§ **Work item**
Only the pictures should be dropped; every line of the data must come back exactly as written.

(Stored data entries)
|---|
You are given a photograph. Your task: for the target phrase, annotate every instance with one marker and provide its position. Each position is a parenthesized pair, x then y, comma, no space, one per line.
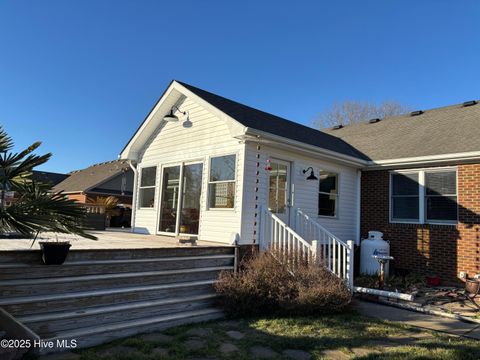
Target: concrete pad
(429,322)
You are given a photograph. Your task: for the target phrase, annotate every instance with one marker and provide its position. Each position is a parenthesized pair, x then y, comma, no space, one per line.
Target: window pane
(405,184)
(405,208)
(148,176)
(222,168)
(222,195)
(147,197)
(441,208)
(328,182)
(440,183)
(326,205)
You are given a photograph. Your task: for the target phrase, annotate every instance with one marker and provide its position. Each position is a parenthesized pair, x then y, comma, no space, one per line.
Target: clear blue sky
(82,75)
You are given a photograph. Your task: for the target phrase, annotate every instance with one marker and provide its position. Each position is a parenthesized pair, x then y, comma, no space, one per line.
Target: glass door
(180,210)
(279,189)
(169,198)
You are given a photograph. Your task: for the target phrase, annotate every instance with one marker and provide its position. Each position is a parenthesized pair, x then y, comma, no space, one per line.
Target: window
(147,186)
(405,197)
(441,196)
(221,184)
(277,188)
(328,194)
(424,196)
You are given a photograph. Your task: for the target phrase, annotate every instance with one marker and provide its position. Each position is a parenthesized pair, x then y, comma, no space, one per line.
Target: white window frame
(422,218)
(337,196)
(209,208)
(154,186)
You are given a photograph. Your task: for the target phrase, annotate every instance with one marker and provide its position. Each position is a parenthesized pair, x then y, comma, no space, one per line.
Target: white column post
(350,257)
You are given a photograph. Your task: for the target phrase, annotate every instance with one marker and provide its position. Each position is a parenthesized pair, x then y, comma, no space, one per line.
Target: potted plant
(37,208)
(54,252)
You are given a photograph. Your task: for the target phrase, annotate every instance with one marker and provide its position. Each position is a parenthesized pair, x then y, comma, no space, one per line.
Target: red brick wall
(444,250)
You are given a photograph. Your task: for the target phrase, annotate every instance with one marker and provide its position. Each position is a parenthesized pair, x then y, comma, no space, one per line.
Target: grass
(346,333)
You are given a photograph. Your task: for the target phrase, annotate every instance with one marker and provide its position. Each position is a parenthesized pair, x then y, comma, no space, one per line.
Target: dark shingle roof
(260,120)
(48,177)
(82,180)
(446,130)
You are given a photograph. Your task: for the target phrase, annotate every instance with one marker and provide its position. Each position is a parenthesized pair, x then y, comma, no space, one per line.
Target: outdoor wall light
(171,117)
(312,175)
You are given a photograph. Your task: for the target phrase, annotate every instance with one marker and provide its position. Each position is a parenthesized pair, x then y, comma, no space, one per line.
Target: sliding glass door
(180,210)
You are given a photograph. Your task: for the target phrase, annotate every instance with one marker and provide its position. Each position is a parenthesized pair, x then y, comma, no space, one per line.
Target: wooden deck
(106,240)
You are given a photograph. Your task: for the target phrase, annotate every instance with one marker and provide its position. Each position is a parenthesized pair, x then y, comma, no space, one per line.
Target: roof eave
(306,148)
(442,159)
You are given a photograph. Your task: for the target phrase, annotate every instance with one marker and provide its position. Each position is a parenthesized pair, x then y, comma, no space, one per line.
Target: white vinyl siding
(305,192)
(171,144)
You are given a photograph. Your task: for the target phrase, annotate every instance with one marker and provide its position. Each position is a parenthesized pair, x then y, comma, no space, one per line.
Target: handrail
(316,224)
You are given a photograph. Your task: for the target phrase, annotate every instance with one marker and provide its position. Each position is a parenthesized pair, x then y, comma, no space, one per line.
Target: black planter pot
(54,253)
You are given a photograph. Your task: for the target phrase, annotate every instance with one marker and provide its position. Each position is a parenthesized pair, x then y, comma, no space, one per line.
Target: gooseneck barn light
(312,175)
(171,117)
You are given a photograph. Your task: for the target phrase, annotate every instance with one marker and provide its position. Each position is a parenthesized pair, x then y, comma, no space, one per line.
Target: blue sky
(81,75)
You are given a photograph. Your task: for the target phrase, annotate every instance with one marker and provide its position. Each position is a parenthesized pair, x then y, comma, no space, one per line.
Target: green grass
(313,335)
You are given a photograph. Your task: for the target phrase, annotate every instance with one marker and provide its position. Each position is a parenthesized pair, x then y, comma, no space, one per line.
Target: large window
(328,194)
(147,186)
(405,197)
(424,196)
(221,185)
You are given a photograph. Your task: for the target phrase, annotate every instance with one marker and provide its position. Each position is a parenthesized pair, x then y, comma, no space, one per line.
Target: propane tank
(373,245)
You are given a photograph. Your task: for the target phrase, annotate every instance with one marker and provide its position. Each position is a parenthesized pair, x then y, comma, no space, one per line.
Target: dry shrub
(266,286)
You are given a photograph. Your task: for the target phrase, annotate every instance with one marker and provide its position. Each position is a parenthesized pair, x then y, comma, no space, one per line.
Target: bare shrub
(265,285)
|---|
§ **Solution to this problem**
You are given a photograph. Your task: for the target phrase, annotate every instance with one marker and provide its position. Each position is a parenthesized pair, x then y, comma, no space, one per line.
Target: concrete pad
(429,322)
You are given a photograph. Your task: for the target phrase, annotate every instance with one marker and provide its position. Each position is a parenthesized pair, x then y, comma, no space, one per line.
Target: window pane
(405,184)
(405,208)
(148,176)
(222,168)
(222,195)
(147,197)
(441,208)
(328,182)
(440,183)
(326,205)
You are given a photograph. Your task: for the target phrase, annotate every instance with one marker and provide its position. Each position is a parenthesized pair, x then y, comma, no space, one per line.
Target: clear blue sky
(82,75)
You are given a photograph. Your task: for the target phrase, annotate every instance with one marker and provide its position. Each position is a parenthesized pair, x then y, comma, no space, one per line.
Target: glass door
(180,210)
(279,189)
(169,198)
You are given a photograph. Your task: for the target phrase, annotate every instance with one marker and provide its position. Each position is a parenthesized pair, x then y, comma, no space, one per line.
Target: window
(147,186)
(405,197)
(441,196)
(221,184)
(277,188)
(328,194)
(424,196)
You are given a photograph. Your task: for the target phrase, annotate every instance with one marker and provide its position. Each position is a parenthesized pair, x then y, comma, no space, one per line.
Target: white window frame
(422,218)
(337,196)
(209,208)
(154,186)
You are given a photograph. Your task: for the target phrase, annotate every instance with one marker and provide its position. Each position is a parenthesized pair, x then y, comma, no space, one per line.
Target: white column post
(350,257)
You are given a photograph. Your task: for the target phrase, annotate every instance with one marker and provide its position. Each position is a parenthesized pair, x then y, comma, no space, one per line.
Target: potted plant
(37,208)
(54,252)
You are given a photograph. Your task: for the target phrase, annotate every instance with one marker and provide its position. Each position is a parenthesized pair, x then y, comma, no space, one per line.
Target: red brick wall
(444,250)
You are given a photograph. Your task: for the target phrase, annotate every instance with one marker and provide its position. Each position is a parenthesized pair, x then y, comma, no space, one per line.
Target: grass
(346,333)
You are given a photograph. Your task: for the target phrase, annotate every instance with one marker and provide its position. Each position is a parenthesized pair, x then y, comma, no space, one per line.
Target: dark shingle roof
(260,120)
(48,177)
(82,180)
(446,130)
You are given a photograph. Your task: for the target phrase, annotate every instance with one marker and provide its position. Each position is a parenthesized pair, x then y, comma, no space, one per line.
Target: outdoor wall light
(171,117)
(312,175)
You are given a photograph. Your task: for the target phrase, annotate every instance with one marker and provide its position. Each position is a parenthesized pair, x then y, comma, no space, one per line.
Target: sliding glass door
(180,210)
You are given a photograph. Your task: for the target phrase, annotate every instance with one marker and provide its position. Each position is a parenthesized pair, x then y, comma, no space, one per line.
Target: wooden deck
(106,240)
You are given a photograph. Your task: for the target phrase, annotate every instance with one marker and provide its position. Each position is a parenthesized pair, x then y, comma, no space, one per line.
Target: roof eave
(306,148)
(442,159)
You are given a photograph. Your task: for the target phrase, annotate every instance with one marker and provide its position. Each position is a parenthesized pair, x then y, comma, no space, one per line.
Target: white vinyl siding
(305,192)
(171,144)
You are given a photograph. Your task: for the target phrase, annotate every instance with one marker and provide its position. Each position is a parenthesized pair, x then y, comma, no space, one per line.
Target: handrail
(316,224)
You are given a photograph. Your task: for the target phrase, annotate every instance with one marker and provide its position. Each position is a parenthesized pair, x then y, comma, no space, one per line.
Target: black planter pot
(54,253)
You are given a photograph. Your task: for the target phrase, annotate every instance with one marker and provide its position. Each position is a parenthesized pair, x then y, comma, no space, one per line.
Target: gooseneck barn light
(312,175)
(171,117)
You are given a photograph. Your task: for the target phrase, annotate every instance with one marker and provide its position. Each position is a parenthesized pair, x then y, comma, no space, one per line.
Target: blue sky
(81,75)
You are given a photograph. Your task: for the target phrase, annotate every instance with one marker and provide its position. Each position is a parenthesized pair, x then y, comma, no space, one per line.
Target: green grass
(313,335)
You are given a photograph. Your task: for the target phrase, annotate every instance with one marker and provide its position. Each position is a parenthesized pair, x then y, comma, no space, one per line.
Target: large window
(328,194)
(147,186)
(405,197)
(424,196)
(221,185)
You are given a photograph. Your task: for the target phrase, annotate every instance with one marker and provide its position. Each position is a parenthesized pair, x then y, comma, no space, one per line.
Target: propane tank
(373,245)
You are given a photograph. Your task: for the target phrase, annotate every instance with one marker and provide its position. Each position is a parenthesized pair, x then y, comma, no space, one per line.
Target: dry shrub
(266,286)
You are given a photograph. Your task: for the target phrase, annotate every instance with one marker and provide its position. Each position is a parenthesized pair, x then y, comma, no space, one per line.
Target: bare shrub
(265,285)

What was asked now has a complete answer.